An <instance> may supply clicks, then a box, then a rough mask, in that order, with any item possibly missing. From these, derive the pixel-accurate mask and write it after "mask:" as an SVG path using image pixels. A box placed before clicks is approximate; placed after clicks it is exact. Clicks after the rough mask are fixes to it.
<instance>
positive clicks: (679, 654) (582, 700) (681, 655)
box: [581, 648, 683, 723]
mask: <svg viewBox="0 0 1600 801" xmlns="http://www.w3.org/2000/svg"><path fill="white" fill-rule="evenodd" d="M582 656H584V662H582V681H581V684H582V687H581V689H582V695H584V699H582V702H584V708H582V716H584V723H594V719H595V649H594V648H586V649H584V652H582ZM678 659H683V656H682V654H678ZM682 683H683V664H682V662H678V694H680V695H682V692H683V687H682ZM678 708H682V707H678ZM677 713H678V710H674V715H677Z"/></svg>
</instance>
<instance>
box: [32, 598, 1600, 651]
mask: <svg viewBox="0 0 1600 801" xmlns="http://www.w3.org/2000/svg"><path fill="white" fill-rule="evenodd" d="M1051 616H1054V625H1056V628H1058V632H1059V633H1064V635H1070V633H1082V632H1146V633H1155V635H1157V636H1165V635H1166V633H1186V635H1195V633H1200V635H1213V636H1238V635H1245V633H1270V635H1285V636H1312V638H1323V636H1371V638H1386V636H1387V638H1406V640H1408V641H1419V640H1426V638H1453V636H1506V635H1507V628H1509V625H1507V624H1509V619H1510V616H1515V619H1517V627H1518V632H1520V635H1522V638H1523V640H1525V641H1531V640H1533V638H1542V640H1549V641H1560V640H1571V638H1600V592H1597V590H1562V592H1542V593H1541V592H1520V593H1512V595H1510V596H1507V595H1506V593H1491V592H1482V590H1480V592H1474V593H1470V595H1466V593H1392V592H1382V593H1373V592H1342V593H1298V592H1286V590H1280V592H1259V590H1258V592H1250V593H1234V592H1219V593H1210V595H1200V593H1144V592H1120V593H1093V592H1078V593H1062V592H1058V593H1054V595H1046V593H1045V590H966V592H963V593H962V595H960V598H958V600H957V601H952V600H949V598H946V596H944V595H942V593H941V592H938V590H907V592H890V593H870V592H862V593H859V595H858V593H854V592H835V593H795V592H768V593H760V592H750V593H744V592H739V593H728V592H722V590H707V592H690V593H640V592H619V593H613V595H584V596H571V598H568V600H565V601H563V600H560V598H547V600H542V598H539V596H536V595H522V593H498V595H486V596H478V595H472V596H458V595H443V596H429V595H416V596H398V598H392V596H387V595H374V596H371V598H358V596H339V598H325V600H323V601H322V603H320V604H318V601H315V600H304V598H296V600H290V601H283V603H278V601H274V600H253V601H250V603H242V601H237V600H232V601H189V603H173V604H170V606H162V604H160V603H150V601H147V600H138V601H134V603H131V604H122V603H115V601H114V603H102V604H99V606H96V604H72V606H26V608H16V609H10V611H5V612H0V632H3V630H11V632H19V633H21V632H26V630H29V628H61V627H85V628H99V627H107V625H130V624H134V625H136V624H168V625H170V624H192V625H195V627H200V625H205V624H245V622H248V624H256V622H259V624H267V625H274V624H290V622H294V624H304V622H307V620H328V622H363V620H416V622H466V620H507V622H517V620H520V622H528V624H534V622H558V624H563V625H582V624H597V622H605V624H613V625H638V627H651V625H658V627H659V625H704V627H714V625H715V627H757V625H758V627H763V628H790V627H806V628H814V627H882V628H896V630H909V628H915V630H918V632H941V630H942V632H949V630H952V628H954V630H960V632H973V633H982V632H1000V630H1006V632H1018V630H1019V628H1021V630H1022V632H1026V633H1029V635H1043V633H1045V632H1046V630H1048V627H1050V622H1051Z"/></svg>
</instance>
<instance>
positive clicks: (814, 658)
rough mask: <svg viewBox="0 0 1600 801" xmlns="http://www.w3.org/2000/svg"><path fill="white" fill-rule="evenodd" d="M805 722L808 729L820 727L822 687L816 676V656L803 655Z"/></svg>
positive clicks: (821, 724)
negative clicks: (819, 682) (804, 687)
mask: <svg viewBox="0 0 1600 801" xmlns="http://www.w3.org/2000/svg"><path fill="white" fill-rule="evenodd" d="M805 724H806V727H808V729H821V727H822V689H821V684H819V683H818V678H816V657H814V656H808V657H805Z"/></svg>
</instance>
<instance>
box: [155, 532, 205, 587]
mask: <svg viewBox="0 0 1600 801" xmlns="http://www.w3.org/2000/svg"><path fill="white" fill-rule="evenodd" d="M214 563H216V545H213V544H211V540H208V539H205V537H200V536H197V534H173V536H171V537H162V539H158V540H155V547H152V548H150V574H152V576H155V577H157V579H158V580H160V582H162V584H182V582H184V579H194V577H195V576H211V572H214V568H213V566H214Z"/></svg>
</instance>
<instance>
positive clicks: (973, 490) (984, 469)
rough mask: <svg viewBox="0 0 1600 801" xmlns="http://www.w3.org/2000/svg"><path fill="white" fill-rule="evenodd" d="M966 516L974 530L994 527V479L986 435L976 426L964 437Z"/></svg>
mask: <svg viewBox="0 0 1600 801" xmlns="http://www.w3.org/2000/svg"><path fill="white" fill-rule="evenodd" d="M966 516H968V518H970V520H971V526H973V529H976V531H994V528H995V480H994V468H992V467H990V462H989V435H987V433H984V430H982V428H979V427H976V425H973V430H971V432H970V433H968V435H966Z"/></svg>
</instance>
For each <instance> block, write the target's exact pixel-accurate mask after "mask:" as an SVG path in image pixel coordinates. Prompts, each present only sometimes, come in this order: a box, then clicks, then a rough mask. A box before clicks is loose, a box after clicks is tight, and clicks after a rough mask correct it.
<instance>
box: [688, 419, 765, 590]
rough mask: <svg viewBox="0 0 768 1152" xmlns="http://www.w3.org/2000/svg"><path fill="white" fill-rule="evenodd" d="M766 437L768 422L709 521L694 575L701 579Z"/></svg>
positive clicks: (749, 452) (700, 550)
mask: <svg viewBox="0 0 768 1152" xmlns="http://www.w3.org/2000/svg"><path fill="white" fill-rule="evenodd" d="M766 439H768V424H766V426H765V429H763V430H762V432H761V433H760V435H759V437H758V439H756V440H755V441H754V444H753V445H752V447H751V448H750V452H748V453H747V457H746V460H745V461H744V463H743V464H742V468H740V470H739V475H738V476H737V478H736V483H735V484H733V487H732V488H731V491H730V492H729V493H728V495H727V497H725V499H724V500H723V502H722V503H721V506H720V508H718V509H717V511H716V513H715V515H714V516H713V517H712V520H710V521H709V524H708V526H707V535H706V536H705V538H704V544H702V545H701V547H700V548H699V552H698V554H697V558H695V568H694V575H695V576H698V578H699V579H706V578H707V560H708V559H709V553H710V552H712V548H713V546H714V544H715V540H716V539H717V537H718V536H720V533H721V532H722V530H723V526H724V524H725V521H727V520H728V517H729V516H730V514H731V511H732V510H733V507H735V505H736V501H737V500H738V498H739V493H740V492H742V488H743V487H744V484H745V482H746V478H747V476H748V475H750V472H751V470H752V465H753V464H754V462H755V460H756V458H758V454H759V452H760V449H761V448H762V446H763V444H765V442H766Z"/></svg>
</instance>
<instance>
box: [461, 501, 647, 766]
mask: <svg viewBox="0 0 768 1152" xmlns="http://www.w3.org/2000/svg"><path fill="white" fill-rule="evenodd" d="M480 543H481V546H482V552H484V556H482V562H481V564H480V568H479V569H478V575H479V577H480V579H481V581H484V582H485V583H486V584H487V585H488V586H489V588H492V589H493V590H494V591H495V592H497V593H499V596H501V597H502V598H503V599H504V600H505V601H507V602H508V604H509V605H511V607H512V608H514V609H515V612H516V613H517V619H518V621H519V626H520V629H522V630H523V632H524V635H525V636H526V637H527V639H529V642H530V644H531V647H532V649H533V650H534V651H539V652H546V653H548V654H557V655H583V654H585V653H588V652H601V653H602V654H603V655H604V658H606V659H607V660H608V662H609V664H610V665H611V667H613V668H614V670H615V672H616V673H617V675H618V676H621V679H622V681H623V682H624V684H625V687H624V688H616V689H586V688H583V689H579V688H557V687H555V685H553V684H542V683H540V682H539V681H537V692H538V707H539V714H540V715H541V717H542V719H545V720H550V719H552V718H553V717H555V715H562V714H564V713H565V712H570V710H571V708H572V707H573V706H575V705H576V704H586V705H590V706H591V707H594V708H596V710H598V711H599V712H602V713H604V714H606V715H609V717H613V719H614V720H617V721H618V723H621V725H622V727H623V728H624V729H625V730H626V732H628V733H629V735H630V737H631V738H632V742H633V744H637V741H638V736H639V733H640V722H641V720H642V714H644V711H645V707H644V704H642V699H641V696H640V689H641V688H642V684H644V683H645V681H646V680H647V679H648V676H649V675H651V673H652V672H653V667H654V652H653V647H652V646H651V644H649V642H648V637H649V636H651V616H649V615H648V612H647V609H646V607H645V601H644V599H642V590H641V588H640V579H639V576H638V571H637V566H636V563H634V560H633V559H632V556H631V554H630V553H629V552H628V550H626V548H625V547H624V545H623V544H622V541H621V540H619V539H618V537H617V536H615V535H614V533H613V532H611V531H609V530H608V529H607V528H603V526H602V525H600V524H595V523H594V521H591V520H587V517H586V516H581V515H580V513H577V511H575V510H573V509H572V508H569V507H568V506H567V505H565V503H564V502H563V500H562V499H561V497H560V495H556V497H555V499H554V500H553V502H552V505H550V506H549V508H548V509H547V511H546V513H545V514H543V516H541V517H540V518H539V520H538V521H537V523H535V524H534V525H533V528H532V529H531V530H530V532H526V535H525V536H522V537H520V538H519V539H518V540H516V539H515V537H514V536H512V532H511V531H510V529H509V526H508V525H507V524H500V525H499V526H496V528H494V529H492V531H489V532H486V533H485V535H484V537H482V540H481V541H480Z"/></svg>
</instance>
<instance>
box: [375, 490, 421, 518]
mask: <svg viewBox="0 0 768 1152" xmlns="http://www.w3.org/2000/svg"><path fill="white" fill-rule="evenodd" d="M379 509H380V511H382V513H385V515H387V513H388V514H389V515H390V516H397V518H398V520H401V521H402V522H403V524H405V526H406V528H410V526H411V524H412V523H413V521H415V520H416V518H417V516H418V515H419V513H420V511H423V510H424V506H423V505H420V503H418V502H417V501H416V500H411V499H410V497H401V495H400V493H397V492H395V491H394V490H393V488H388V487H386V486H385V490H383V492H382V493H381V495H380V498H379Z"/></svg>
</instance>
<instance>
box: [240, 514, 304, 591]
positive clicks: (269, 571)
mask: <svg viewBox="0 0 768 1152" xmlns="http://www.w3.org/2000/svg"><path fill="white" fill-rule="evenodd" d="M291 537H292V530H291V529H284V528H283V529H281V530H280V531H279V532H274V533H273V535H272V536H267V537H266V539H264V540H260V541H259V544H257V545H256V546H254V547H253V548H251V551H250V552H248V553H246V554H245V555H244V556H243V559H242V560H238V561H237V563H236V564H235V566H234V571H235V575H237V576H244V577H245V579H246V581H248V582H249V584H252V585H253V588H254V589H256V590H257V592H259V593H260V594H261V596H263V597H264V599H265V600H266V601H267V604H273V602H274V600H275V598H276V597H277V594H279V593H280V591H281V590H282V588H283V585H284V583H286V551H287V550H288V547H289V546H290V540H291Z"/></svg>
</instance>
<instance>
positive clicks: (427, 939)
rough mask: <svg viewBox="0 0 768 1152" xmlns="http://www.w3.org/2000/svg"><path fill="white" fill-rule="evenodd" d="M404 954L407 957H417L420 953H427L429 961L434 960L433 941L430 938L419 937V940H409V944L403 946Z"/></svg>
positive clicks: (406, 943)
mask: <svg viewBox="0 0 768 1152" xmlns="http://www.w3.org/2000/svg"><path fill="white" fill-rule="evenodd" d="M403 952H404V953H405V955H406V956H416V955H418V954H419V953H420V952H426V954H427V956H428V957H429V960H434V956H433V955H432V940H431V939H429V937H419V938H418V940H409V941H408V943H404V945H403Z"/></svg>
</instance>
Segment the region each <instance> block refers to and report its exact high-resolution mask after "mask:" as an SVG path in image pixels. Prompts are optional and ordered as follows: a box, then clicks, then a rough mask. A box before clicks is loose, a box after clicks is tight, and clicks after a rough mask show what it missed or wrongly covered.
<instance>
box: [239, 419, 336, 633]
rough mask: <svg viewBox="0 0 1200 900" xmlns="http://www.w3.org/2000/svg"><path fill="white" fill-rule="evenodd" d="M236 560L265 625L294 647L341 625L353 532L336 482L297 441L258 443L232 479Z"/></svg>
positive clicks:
★ ★ ★ ★ ★
The problem: Take every line of the material that contains the word "accurate", and copy it.

Finished exercise:
An <instance> may supply clicks, then a box, then a rough mask, in that order, with any item possibly missing. From these, derive the pixel-accurate mask and write it after "mask:" as an SVG path using image pixels. A box placed before clicks is approximate; placed after clicks it is exact. Clicks after the rough mask are fixes to it.
For each <instance> block, write the target's exact pixel-accurate mask after "mask:" as an SVG path in image pixel coordinates. Prompts, each present only sometimes, come in this order: a box, then clicks, then a rough mask. A box before clicks is loose, a box after clicks is tight, and clicks after a rough mask correct it.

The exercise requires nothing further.